Begin EXCERPTED RECORDS

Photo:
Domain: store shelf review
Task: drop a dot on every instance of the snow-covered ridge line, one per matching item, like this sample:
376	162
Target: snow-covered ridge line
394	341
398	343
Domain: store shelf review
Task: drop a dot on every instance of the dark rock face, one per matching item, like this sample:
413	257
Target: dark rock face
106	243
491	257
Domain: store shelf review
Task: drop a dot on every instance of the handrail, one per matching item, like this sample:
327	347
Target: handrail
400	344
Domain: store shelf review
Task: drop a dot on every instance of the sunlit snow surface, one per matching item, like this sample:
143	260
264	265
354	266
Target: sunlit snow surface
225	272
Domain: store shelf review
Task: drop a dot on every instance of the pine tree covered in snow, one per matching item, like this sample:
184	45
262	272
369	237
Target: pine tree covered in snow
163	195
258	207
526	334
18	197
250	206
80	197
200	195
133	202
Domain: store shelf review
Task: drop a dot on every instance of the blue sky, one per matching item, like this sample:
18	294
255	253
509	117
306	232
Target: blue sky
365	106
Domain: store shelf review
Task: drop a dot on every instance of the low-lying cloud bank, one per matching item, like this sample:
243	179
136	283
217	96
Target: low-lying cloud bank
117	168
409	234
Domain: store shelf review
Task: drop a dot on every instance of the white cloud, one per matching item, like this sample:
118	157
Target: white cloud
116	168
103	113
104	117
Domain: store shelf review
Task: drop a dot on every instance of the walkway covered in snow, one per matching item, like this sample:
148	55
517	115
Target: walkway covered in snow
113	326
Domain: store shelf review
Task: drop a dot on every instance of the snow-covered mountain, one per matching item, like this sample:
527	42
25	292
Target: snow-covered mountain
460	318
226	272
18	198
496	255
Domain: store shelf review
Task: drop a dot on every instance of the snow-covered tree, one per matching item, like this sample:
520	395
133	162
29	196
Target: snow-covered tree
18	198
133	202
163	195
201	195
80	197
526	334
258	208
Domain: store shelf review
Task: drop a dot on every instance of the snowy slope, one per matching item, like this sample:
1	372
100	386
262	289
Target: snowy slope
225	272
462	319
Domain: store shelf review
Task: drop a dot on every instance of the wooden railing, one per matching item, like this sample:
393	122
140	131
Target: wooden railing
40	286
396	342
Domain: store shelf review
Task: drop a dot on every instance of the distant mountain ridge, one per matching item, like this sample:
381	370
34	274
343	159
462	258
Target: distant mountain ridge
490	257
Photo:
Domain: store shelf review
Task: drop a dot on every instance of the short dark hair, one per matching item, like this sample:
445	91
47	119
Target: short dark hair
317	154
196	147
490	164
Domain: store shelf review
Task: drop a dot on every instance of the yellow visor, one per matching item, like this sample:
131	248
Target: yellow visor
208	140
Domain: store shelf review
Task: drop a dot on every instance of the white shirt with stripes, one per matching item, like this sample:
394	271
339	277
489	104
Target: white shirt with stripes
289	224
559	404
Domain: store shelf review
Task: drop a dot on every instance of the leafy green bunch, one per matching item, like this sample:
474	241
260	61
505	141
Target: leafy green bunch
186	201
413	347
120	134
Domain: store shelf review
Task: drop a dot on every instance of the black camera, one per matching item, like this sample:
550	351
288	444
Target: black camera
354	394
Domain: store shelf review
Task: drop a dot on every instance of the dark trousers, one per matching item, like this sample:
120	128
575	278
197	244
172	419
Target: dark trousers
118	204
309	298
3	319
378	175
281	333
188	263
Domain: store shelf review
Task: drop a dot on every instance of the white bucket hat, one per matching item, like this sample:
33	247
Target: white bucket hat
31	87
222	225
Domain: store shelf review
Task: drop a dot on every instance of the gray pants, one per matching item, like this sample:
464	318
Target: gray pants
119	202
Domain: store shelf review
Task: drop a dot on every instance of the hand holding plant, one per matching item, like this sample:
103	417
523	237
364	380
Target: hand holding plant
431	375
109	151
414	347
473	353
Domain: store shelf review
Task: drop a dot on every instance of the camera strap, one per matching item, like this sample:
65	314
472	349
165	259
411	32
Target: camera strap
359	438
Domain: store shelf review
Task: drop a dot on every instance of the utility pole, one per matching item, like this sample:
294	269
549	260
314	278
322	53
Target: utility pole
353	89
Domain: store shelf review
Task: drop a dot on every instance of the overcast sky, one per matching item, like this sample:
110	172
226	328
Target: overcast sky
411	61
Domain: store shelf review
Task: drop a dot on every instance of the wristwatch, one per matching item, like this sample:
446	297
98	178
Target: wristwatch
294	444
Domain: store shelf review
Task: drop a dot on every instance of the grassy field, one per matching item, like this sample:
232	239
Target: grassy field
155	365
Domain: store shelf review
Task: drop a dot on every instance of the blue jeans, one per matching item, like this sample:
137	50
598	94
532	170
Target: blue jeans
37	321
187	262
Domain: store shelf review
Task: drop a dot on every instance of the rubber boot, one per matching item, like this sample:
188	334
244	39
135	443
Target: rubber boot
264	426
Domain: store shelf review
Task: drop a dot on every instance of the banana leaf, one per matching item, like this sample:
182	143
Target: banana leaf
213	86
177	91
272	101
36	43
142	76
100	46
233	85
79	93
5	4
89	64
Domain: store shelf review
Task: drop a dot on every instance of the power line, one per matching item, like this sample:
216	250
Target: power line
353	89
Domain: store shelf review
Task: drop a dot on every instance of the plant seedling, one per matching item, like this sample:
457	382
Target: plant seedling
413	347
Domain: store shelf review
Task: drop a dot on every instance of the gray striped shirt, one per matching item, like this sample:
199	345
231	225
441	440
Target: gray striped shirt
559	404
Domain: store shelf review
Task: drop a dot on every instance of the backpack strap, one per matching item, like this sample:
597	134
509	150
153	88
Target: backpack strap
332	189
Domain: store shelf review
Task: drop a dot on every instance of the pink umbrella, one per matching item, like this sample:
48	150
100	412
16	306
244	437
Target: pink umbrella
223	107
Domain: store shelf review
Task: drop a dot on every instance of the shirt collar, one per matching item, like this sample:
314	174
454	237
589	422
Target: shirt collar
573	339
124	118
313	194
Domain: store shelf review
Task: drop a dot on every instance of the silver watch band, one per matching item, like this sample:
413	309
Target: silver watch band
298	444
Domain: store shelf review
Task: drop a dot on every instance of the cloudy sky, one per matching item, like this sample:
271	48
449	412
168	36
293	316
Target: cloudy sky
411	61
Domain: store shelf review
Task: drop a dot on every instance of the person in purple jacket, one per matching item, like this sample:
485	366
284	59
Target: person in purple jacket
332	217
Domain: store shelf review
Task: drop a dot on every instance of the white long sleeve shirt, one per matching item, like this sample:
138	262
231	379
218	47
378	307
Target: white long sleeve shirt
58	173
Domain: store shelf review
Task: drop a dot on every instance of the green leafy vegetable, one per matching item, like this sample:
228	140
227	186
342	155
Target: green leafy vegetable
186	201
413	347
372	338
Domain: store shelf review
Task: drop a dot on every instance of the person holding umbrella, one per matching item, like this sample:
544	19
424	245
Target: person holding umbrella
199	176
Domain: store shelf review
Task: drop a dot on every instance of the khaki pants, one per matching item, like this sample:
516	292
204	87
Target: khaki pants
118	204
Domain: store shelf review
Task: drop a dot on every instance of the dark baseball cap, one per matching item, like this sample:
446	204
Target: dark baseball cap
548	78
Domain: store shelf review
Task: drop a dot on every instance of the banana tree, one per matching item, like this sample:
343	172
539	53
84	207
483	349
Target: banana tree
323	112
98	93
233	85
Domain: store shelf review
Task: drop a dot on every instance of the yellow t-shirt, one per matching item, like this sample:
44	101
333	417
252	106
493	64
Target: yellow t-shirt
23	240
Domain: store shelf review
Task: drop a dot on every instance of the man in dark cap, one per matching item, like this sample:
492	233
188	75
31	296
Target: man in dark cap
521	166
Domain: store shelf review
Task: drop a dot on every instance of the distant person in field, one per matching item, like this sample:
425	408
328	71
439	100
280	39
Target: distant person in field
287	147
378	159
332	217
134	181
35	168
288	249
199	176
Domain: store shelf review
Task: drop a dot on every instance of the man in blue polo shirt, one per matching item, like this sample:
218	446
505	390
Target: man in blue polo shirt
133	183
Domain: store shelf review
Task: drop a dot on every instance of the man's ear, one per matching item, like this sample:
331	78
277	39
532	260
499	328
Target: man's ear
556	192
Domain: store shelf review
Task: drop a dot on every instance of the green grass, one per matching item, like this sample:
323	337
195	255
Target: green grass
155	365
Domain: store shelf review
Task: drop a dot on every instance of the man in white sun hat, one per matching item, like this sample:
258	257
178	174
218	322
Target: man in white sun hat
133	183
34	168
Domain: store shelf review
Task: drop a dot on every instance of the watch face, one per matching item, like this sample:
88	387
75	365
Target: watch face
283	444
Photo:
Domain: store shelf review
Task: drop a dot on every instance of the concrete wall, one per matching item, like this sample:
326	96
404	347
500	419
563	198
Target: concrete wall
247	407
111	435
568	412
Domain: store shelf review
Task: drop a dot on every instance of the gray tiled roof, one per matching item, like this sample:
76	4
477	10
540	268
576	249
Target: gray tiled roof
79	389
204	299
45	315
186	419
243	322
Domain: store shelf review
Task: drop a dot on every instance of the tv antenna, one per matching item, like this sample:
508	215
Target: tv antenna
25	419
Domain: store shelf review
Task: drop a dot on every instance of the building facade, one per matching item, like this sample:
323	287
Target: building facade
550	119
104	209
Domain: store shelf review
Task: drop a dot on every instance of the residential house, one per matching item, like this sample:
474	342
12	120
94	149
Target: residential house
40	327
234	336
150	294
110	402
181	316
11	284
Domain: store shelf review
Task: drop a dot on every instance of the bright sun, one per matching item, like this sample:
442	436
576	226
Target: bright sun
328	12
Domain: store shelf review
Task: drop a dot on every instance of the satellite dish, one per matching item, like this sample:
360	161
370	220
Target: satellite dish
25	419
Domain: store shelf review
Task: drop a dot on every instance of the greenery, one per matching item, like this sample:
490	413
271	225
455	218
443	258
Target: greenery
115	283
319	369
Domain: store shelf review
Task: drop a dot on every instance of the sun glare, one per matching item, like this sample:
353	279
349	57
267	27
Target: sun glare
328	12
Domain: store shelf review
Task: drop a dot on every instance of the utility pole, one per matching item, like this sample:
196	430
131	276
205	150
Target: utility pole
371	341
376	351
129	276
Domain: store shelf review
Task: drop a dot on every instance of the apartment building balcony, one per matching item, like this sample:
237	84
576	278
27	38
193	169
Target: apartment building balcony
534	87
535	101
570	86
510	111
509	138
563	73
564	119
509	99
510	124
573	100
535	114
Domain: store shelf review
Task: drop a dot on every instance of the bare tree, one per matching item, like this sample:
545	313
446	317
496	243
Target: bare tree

End EXCERPTED RECORDS

WHAT NEEDS TO BE DONE
How many lines in the entries above contain the string "greenery", counting only matches with the same case? Reply with the number alone.

SOLUTION TO THE EXERCISE
2